Return each line of the listing below that contains the word "Mark".

==== Exercise input ====

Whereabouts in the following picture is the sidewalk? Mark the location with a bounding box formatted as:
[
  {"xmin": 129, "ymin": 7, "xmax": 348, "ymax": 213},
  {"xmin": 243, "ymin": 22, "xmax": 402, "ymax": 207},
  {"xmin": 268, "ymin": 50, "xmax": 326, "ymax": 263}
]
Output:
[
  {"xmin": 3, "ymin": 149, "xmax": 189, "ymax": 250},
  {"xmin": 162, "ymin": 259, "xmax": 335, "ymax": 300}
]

====
==== Exercise input ====

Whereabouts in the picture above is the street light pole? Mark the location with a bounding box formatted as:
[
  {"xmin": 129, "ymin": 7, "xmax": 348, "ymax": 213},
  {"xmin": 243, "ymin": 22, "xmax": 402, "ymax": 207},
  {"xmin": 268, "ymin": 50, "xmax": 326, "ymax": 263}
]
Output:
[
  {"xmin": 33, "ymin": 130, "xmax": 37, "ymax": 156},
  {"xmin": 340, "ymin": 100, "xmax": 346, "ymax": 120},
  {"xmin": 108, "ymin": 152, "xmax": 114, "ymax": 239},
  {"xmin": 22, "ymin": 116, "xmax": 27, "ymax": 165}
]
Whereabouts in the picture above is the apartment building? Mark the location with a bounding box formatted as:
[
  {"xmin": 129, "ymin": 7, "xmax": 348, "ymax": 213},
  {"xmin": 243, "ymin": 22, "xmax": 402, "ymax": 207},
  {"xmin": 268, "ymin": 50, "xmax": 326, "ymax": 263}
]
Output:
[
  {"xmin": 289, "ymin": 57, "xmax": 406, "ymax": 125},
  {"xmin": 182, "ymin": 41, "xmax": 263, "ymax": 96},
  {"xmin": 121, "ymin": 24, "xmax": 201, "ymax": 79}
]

====

**Correct output**
Whereabouts in the following picture is the sidewalk? Mark the location with a bounding box formatted as:
Whereabouts in the picture above is the street light pole? Mark the location with a bounding box formatted as:
Whereabouts in the picture above is the apartment building? Mark the location with a bounding box formatted as:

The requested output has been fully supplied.